| Actions demandées |
(1) Recopiez fidèlement un extrait de la critique de L'ère des enfants tristes. Commencez aux mots « Par Francine Bordeleau » et arrêtez-vous après « œuvre de fiction. ».
(2) Poursuivez la critique du recueil L'ère des enfants tristes à la suite de sa dernière phrase.

| Passage fourni |
....
Agneaux de Dieu

Par Francine Bordeleau
Publié le 17 septembre 2019

Dans son dernier livre, Claude-Emmanuelle Yance dit la misère des enfants exploités partout dans le monde. Révélée en 1987 avec le recueil de nouvelles Mourir comme un chat (L’instant même), lauréat du prix Adrienne-Choquette, Claude-Emmanuelle Yance est de ces écrivains qui se font rares. Elle s’est en effet imposé un long intermède de deux décennies, de 1991 à 2011, et avec L’ère des enfants tristes, l’auteure originaire de Huntingdon mais installée à Québec depuis longtemps signe son quatrième recueil de nouvelles et sa sixième œuvre de fiction.

Vivre dans la nuit

Ils s’appellent Miguel, Khan, Aponi, Kostan, Atohi ou encore Cathy. Ils habitent un village d’Amérique centrale, d’Afrique du Nord, du Canada, de Russie ou d’Afghanistan. Ils sont jeunes, et parfois très jeunes. Mais 8 ans, 10 ans, « c’est bien assez pour se fabriquer de mauvais rêves ».
....
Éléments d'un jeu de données
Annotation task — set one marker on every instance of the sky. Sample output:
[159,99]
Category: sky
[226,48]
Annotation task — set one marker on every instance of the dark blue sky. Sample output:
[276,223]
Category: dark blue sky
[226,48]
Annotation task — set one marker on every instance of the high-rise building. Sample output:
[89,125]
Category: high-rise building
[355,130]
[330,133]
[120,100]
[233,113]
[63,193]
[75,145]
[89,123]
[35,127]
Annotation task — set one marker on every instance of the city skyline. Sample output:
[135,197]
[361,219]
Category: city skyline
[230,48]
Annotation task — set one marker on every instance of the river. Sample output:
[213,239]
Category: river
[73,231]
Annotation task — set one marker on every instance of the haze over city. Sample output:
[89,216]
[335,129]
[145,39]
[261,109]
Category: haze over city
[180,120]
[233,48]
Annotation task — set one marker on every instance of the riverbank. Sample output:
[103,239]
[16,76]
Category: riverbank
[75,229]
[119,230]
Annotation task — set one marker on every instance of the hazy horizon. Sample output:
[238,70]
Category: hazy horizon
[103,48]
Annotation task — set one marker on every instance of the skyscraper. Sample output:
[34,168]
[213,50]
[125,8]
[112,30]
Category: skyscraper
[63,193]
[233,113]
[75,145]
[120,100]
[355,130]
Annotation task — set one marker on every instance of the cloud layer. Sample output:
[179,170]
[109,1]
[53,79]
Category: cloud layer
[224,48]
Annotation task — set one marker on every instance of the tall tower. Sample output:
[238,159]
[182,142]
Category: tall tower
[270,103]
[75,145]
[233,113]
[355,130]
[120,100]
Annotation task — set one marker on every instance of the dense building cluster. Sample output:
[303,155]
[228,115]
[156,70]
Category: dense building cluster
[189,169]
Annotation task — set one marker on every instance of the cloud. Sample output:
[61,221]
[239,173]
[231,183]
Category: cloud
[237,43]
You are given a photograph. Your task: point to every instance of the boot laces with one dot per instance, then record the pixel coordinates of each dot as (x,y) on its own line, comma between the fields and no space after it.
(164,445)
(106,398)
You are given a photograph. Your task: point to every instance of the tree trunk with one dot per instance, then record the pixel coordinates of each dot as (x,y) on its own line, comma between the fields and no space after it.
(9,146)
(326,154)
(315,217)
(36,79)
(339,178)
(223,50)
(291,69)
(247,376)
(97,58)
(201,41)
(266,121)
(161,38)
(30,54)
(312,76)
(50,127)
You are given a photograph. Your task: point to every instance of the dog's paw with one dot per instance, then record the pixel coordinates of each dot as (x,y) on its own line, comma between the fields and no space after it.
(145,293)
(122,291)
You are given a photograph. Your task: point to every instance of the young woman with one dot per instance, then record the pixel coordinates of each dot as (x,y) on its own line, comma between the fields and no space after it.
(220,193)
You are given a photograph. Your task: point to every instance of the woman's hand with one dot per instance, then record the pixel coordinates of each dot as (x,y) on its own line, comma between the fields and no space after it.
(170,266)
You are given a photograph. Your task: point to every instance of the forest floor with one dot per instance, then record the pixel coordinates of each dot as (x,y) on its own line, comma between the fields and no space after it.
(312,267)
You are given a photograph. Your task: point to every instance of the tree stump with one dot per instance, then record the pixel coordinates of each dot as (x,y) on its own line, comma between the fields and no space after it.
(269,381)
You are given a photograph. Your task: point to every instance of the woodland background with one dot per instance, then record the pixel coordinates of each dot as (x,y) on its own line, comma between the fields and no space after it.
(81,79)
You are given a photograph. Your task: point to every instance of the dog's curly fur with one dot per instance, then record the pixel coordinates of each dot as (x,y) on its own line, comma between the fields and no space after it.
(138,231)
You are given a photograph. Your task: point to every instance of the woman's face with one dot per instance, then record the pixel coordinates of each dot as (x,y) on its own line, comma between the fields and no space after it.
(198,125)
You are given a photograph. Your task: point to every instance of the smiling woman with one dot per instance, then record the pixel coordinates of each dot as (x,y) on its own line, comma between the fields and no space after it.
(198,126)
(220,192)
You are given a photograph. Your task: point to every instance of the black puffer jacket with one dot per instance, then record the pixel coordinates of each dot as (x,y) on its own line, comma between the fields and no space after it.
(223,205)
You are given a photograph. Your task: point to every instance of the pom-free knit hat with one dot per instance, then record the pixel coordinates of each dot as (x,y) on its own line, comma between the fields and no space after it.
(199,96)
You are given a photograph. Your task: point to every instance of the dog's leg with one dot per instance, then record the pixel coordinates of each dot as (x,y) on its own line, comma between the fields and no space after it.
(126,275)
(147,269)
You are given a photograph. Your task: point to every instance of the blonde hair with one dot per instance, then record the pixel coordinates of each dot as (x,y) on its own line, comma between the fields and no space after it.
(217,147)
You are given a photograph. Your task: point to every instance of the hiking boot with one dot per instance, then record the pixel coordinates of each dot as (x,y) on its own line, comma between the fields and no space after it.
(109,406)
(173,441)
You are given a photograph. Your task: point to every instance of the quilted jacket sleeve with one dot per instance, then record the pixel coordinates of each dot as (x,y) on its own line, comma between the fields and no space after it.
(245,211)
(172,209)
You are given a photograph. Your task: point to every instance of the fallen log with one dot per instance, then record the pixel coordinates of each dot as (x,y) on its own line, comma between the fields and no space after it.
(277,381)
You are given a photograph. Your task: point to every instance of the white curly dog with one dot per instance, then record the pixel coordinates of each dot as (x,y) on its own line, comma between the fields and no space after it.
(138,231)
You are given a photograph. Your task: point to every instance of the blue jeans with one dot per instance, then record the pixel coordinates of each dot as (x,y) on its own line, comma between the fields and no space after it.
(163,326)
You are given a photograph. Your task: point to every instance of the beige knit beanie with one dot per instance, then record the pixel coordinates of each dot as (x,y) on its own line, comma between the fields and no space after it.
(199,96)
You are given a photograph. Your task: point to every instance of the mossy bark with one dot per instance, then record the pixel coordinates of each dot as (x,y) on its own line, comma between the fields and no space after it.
....
| Ensemble des réponses |
(1)
Par Francine Bordeleau
Publié le 17 septembre 2019

Dans son dernier livre, Claude-Emmanuelle Yance dit la misère des enfants exploités partout dans le monde. Révélée en 1987 avec le recueil de nouvelles Mourir comme un chat (L’instant même), lauréat du prix Adrienne-Choquette, Claude-Emmanuelle Yance est de ces écrivains qui se font rares. Elle s’est en effet imposé un long intermède de deux décennies, de 1991 à 2011, et avec L’ère des enfants tristes, l’auteure originaire de Huntingdon mais installée à Québec depuis longtemps signe son quatrième recueil de nouvelles et sa sixième œuvre de fiction.

(2)
Enfants soldats (et fiers de l’être !), enfants migrants, fillettes autochtones violées par le grand-père chef de bande, danseur adolescent prostitué par son « maître » (un commandant de police !) mais surtout terroriste à la solde des talibans : en somme il n’y a pas de trop jeune âge pour être plongé dans une situation aberrante, pour souffrir, fuir, mourir. À force, le recueil prend un peu l’allure d’une nomenclature des horreurs qui peuvent être infligées aux enfants, même si certaines histoires connaissent une fin heureuse. Le meilleur exemple en est « Les nouveaux Aliens ». Quittant son Guatemala natal pour rejoindre ses parents à New York, Miguel, 15 ans, aura de la chance : « Il a maintenant un titre de séjour. Il apprend l’anglais et il joue au football dans sa nouvelle high school. »

Intertextualité

Miguel a franchi la frontière suivant la filière habituelle (passeur, voyage cauchemardesque sur un train appelé « La Bestia », détention dans un centre appelé « la glacière »…). Cette filière, Yance la décrit en détail, en citant abondamment, dans des notes de bas de page, l’auteure mexicaine Valeria Luiselli (Raconte-moi la fin, Paris, Éditions de l’Olivier, 2018). J’ai un bémol quant à la pertinence du procédé, qui m’est apparu d’une certaine facilité.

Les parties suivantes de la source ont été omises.